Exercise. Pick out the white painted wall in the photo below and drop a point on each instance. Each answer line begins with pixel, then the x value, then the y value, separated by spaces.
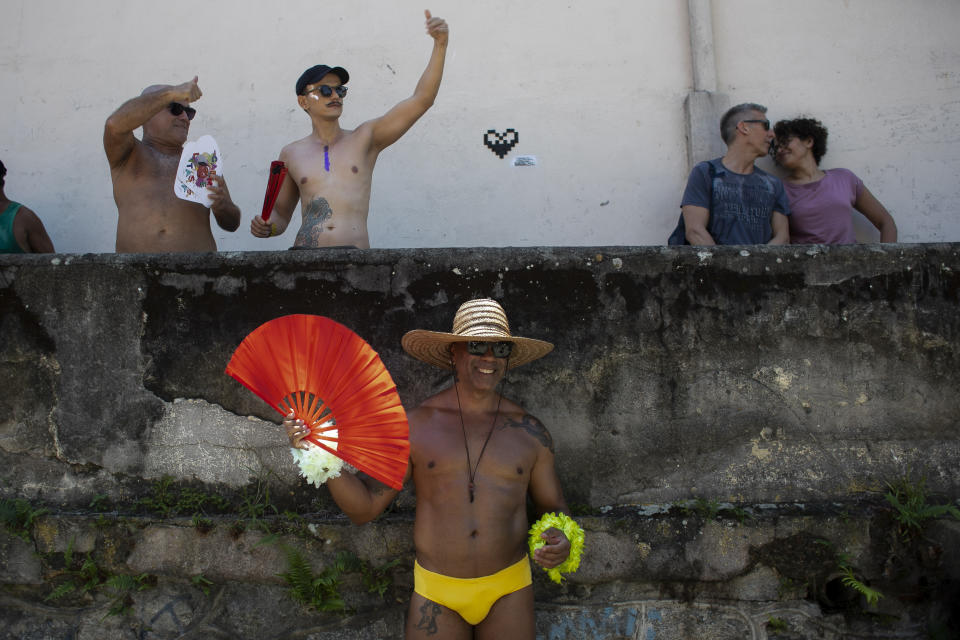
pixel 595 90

--

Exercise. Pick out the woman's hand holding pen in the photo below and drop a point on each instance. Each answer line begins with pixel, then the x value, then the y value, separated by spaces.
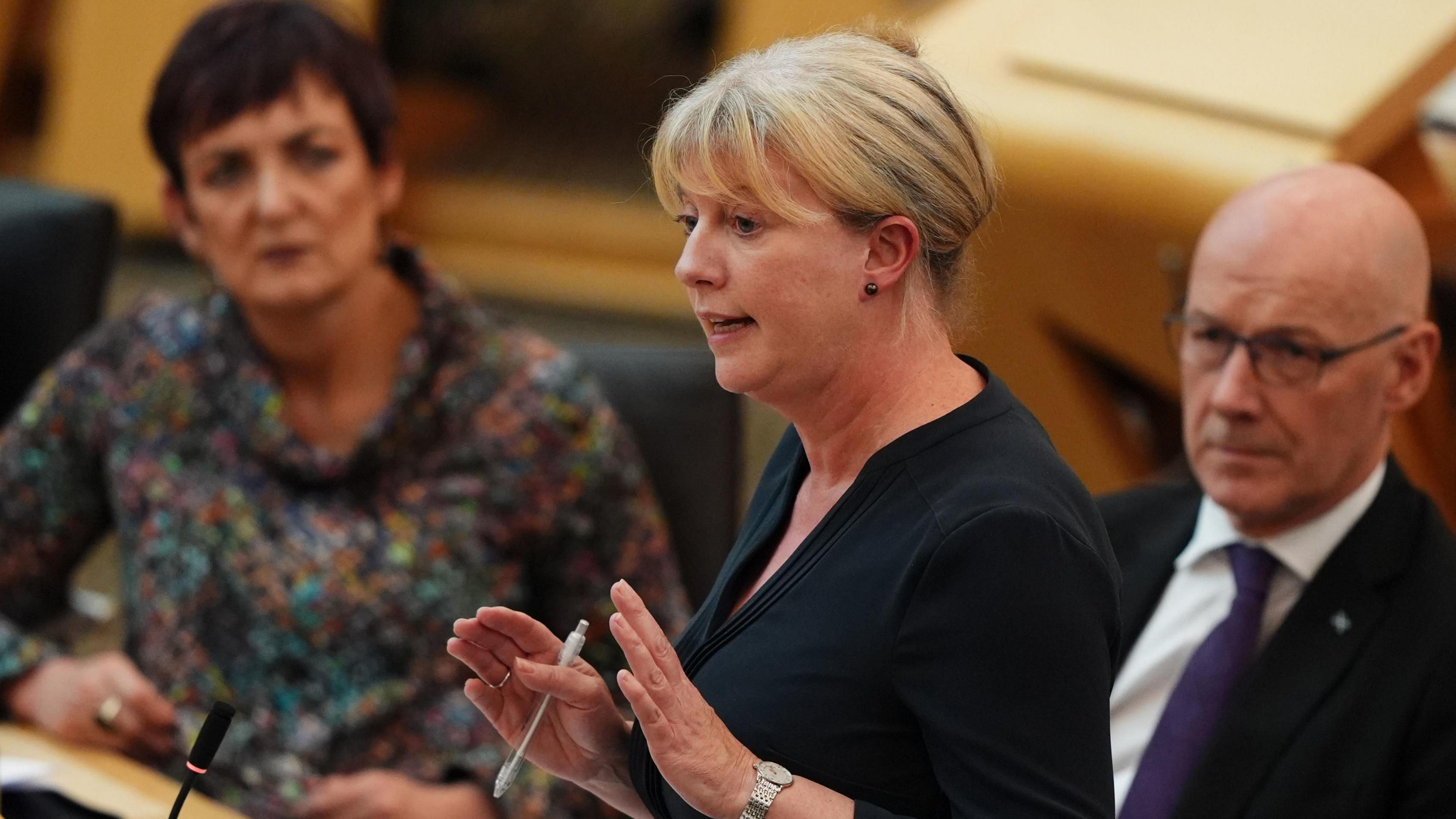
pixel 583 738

--

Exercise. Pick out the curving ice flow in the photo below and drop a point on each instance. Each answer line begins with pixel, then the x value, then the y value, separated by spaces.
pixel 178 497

# WHAT YOU HAVE TO DO:
Take the part that opens with the line containing "Exercise. Pick out the woman's" and closes with the line containing "pixel 583 738", and write it out with "pen" switched to "pencil", changing nothing else. Leave the pictures out of your answer.

# THE SOLUTION:
Exercise. Pick out the woman's hand holding pencil in the photo below and drop a point on each instance. Each answer line begins with pixel, then the x value, then the y value, separated by spaces.
pixel 583 738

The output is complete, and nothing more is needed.